**What to produce:** Pick out and copy every line of the data below that contains the string "mask". Case counts.

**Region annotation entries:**
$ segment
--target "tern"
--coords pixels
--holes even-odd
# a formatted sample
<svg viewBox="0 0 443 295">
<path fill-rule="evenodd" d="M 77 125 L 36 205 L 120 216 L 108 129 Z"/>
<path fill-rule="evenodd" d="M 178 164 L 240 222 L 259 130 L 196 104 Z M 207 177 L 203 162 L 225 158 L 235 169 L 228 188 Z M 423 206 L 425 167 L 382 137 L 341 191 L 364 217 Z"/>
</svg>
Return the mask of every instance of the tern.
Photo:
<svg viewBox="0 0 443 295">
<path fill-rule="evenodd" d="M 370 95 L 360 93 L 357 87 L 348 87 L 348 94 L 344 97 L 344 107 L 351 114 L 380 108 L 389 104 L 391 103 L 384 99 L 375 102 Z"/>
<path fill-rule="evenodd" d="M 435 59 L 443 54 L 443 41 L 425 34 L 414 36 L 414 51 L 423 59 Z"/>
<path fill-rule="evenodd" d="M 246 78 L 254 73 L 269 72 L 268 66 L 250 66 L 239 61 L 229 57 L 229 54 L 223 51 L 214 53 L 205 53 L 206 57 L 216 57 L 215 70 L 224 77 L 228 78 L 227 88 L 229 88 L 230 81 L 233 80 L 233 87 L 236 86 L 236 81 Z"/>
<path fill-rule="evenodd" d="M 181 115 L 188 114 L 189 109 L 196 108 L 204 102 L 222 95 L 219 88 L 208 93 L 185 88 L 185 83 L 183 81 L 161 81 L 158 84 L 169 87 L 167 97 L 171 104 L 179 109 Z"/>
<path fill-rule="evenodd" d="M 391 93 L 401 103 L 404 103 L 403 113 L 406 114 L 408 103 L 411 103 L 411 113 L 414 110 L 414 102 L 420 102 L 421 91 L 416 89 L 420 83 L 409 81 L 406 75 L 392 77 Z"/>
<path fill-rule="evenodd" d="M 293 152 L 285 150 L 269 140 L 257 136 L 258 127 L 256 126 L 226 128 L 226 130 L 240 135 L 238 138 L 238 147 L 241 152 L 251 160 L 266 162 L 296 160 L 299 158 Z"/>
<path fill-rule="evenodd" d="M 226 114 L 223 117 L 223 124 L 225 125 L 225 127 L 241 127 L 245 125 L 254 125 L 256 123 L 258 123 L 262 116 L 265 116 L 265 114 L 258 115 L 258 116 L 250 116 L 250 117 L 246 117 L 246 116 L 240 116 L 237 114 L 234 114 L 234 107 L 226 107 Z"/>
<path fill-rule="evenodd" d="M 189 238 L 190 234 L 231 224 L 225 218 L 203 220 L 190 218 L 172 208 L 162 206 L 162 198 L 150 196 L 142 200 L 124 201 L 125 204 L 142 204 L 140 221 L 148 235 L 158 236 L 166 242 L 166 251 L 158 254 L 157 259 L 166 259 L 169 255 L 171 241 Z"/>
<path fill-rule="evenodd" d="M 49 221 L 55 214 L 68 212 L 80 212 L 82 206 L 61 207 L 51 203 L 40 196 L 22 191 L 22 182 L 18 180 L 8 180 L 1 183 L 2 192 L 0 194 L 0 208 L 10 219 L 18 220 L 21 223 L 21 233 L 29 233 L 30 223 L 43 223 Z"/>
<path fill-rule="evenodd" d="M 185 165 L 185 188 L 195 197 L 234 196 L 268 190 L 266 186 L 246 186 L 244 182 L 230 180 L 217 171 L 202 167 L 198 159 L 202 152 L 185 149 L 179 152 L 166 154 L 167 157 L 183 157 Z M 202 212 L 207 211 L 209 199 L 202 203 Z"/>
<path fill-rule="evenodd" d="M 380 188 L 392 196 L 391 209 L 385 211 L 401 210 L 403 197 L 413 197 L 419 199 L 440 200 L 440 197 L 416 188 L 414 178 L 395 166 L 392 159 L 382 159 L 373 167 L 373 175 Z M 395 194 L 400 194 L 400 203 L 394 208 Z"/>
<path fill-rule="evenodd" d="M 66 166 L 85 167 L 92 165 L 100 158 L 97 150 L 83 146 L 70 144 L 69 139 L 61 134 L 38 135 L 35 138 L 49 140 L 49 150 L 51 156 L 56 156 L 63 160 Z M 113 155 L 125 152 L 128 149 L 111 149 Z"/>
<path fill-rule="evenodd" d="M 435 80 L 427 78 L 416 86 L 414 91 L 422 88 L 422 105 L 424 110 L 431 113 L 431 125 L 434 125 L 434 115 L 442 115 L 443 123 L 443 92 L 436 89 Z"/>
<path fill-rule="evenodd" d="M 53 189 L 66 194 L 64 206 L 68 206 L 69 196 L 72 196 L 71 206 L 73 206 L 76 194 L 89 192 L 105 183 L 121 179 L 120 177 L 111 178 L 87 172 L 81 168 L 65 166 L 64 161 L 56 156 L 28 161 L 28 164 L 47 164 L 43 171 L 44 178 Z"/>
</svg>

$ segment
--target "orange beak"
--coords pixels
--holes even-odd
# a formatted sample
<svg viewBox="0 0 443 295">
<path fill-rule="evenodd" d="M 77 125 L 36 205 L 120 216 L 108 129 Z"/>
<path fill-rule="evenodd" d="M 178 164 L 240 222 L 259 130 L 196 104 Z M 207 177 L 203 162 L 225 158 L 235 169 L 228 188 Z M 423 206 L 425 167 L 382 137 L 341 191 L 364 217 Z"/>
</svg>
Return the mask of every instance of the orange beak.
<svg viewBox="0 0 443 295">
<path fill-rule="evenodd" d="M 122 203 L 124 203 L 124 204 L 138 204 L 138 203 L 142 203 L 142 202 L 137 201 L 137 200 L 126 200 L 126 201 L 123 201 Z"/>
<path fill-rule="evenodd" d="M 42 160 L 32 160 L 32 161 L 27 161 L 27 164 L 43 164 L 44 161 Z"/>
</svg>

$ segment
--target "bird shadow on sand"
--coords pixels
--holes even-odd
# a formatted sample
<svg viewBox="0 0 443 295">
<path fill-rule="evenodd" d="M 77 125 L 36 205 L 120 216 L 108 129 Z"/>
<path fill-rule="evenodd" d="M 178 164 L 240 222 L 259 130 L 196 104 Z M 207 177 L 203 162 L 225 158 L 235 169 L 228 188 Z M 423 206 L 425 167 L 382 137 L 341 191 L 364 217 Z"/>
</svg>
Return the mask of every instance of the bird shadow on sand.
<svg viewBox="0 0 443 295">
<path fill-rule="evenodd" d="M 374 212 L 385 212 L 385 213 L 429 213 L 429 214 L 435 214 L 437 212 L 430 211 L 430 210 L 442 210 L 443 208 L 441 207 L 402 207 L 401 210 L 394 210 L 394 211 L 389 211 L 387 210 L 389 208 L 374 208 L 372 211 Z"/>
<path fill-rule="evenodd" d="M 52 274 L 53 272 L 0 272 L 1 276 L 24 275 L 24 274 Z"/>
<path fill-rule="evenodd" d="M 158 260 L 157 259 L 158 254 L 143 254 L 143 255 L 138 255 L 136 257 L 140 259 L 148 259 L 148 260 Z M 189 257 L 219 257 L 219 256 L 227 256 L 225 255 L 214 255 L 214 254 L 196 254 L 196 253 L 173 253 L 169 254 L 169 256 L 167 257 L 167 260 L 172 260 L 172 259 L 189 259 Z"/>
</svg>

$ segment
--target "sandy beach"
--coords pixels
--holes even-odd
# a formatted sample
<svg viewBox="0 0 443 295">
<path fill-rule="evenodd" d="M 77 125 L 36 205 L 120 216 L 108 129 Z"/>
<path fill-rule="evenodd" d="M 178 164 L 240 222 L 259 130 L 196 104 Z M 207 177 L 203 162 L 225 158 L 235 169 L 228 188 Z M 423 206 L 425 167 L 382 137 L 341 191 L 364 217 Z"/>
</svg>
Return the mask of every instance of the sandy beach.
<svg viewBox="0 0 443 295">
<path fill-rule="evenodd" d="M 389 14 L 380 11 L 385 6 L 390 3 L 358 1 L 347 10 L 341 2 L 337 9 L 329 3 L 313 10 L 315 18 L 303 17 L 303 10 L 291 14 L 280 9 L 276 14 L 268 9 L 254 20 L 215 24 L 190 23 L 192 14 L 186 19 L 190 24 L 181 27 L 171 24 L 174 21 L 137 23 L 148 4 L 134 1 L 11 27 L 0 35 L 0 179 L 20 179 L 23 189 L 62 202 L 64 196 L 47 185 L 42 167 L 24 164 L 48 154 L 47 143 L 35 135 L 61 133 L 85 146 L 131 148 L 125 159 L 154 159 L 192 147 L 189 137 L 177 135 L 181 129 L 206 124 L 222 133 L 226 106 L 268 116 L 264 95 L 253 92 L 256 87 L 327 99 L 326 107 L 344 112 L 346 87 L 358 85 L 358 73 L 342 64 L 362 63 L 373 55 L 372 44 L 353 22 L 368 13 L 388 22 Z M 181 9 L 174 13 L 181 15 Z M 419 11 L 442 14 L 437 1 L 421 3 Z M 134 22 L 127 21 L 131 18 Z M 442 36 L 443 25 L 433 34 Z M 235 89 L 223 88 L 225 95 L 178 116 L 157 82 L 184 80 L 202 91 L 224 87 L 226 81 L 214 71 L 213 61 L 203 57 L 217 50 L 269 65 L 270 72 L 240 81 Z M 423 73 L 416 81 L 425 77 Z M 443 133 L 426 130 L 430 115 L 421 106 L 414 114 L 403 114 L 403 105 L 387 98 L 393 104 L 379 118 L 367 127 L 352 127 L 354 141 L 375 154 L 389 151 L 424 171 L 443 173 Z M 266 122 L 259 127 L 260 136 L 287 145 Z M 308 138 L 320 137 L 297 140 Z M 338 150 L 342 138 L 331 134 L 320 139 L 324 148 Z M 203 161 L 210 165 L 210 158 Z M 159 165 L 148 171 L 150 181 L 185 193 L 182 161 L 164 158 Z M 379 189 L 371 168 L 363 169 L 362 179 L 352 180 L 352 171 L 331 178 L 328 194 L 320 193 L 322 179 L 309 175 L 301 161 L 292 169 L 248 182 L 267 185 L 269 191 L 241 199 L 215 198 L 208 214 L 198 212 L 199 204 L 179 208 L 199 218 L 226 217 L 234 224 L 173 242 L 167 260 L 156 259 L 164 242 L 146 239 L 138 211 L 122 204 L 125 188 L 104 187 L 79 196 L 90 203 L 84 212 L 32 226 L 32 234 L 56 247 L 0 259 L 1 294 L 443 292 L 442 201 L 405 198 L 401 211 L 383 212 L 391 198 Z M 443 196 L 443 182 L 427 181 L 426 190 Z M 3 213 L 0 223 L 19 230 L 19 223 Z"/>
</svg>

**Finished task:**
Return the mask of every instance of the tern.
Return the mask of every instance of the orange beak.
Return the mask of every instance of the bird shadow on sand.
Return the mask of every instance of the sandy beach.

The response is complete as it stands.